Goal. Repeat the records below word for word, but start at the line that contains "Each instance receives one keypoint. Mark the snowy", stop after the last line, and include nothing else.

Records for this exercise.
[START]
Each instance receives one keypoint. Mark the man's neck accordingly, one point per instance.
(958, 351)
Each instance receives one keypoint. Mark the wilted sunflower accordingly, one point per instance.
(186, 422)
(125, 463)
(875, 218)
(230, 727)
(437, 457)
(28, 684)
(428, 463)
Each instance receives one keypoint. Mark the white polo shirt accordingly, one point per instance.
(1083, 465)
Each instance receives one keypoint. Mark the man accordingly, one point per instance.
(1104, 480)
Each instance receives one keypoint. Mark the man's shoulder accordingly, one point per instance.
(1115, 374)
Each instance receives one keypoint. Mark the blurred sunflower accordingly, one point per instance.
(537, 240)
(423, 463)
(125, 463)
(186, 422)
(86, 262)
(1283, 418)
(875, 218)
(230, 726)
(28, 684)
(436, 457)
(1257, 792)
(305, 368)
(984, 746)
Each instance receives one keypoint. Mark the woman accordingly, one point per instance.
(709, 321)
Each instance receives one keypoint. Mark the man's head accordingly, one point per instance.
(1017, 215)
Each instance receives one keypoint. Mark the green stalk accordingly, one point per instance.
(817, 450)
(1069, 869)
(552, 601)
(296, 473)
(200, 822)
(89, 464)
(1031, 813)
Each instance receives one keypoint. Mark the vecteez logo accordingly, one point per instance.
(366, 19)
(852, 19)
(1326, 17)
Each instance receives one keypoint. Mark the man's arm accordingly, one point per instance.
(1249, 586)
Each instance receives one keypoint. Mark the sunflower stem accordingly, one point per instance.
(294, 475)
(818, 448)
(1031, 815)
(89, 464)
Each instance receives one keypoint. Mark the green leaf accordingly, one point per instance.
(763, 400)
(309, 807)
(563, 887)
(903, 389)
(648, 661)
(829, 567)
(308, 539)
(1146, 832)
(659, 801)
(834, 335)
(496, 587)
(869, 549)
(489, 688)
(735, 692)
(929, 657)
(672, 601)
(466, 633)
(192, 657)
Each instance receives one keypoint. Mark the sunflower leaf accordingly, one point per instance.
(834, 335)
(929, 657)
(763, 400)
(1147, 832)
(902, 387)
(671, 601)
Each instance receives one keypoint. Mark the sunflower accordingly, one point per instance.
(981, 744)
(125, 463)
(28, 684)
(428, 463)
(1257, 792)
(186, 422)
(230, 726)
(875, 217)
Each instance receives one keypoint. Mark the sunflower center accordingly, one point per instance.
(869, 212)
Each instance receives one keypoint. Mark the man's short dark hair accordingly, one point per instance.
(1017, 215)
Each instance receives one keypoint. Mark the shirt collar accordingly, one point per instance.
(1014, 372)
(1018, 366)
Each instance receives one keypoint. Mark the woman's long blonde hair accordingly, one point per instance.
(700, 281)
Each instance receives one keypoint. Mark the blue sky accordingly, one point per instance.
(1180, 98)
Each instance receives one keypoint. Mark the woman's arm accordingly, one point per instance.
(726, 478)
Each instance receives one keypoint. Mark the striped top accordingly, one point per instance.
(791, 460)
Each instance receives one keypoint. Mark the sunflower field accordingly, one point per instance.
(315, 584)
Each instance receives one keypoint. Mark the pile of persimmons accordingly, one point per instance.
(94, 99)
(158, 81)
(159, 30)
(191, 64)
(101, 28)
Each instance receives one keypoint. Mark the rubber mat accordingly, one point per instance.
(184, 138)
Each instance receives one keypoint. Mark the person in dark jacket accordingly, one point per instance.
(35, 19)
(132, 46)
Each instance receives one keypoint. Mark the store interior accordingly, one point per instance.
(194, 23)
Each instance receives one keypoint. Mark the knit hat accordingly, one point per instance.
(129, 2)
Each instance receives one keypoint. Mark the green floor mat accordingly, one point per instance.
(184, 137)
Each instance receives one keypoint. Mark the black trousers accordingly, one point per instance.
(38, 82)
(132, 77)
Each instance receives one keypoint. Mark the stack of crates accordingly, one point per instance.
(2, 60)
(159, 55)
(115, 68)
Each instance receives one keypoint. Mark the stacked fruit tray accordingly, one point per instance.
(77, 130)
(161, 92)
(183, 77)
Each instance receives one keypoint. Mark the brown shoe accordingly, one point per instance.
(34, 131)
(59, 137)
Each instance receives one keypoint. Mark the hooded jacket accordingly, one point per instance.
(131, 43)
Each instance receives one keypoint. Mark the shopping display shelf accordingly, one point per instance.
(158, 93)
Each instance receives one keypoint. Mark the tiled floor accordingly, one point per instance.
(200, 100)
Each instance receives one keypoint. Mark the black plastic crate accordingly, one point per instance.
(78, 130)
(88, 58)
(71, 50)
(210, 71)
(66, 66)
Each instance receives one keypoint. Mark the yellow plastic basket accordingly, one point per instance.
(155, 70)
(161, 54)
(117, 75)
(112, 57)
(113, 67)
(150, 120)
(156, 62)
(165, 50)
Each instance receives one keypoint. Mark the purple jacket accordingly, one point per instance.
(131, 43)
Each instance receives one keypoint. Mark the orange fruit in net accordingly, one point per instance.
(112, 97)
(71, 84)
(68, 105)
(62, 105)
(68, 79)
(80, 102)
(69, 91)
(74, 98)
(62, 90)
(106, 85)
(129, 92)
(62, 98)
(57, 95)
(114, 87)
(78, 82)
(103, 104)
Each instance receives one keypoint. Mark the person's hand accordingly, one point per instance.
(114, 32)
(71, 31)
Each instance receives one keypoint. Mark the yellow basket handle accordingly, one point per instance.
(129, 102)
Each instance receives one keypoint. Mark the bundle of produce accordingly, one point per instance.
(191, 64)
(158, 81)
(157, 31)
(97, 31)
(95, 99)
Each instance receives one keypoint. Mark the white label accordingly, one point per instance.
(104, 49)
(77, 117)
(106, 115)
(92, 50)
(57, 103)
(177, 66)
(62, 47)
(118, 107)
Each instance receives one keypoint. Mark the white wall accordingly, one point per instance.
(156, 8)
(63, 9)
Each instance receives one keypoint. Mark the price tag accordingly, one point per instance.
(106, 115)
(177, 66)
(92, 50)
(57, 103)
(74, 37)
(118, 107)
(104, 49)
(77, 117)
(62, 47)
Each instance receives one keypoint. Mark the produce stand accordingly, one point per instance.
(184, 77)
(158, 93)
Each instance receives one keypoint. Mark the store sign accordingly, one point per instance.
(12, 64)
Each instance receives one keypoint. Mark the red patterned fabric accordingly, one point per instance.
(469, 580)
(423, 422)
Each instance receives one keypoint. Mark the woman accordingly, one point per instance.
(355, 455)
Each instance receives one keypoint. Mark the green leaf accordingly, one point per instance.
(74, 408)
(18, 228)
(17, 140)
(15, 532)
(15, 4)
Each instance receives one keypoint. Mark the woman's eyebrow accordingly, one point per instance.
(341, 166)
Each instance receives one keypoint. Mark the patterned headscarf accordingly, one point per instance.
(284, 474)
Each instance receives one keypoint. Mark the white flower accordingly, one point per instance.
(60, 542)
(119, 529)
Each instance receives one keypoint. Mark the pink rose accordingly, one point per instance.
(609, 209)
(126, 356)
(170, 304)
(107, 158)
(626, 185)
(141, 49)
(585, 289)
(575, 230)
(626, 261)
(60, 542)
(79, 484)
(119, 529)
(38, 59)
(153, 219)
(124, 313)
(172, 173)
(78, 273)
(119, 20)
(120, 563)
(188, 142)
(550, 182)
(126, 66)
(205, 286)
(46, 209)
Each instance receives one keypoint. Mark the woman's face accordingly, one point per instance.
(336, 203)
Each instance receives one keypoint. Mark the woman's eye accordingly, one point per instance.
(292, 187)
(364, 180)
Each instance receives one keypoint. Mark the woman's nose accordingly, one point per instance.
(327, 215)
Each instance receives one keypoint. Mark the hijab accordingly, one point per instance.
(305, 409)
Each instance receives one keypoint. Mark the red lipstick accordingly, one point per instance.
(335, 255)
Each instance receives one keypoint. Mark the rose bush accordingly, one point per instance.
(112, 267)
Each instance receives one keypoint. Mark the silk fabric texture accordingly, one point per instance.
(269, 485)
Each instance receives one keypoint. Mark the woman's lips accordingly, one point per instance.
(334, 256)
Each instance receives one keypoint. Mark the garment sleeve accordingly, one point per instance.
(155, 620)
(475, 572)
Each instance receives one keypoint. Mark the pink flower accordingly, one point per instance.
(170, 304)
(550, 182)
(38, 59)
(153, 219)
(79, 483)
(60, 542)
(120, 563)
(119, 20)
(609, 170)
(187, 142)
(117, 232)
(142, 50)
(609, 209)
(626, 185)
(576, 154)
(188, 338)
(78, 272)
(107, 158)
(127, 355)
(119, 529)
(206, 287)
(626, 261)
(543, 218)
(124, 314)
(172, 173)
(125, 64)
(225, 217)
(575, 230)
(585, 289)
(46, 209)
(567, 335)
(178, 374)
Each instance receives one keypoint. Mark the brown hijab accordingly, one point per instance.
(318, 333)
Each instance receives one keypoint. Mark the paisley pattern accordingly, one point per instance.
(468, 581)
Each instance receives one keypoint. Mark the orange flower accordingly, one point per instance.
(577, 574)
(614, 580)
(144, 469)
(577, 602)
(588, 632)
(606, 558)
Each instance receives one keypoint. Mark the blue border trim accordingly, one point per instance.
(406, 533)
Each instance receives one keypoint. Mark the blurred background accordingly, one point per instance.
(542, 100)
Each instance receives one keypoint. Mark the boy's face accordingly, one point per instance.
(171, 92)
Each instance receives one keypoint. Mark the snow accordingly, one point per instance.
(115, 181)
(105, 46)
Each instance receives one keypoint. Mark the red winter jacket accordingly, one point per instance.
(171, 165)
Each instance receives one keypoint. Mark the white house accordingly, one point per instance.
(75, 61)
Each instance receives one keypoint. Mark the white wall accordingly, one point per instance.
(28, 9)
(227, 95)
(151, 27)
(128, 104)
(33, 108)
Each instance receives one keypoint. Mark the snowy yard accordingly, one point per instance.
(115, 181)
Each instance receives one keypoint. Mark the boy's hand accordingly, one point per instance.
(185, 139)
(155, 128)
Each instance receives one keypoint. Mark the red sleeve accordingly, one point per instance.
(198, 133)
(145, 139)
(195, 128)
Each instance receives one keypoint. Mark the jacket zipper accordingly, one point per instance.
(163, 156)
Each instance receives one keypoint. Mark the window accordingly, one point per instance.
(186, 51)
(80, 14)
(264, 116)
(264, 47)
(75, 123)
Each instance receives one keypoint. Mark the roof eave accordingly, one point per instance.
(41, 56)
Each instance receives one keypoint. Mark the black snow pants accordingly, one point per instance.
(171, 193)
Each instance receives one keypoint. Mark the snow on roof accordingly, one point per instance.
[END]
Solution to this exercise.
Each instance receives one keypoint. Mark the snowy yard accordingly, one point per instance.
(115, 181)
Each instance receives one keypoint. Mark the boy's hand accordingly, one point per instance.
(185, 139)
(155, 128)
Each instance receives one keypoint. Mark the red sleeve accordingly, one point per instance.
(198, 133)
(145, 139)
(195, 128)
Each instance receives one keypoint. Mark the jacket zipper accordingly, one point per instance.
(163, 156)
Each instance receives one keypoint. Mark the window accordingly, one point per instance.
(186, 51)
(80, 14)
(264, 116)
(264, 47)
(75, 123)
Each instance receives one keypoint. Mark the roof eave accordingly, one point per instance.
(41, 56)
Each instance receives one keypoint. Mark the black snow pants accordingly, one point per instance.
(171, 193)
Each instance receives one keypoint. Mark the snow on roof accordingly, one point per instance.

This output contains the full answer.